◆ Task instructions ◆
Write out the listing below word for word, beginning at its first line and stopping after the line that contains "box: [489, 217, 891, 593]". Leave the pictures out of your answer.
═════ Dataset excerpts
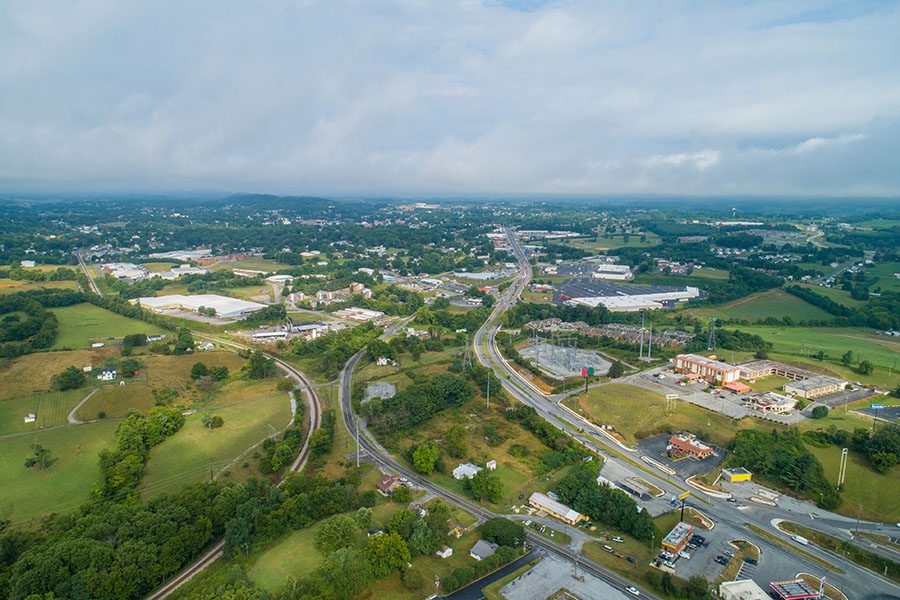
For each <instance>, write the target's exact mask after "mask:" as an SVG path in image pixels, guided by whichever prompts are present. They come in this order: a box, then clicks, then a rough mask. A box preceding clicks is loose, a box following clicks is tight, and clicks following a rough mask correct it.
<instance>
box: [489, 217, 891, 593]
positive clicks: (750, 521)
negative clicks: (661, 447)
══════════
◆ Result of this exercise ◆
For each <instance>, write the target's exact mask after "mask:" as an SVG path in image pixels, guided by whichever prompts are present. They come in this order: a box, then clicks, then a rough mask. A box preceding clicks is loose, a box following clicks is tight, and clicks following a rough mask correct it.
<instance>
box: [489, 217, 891, 593]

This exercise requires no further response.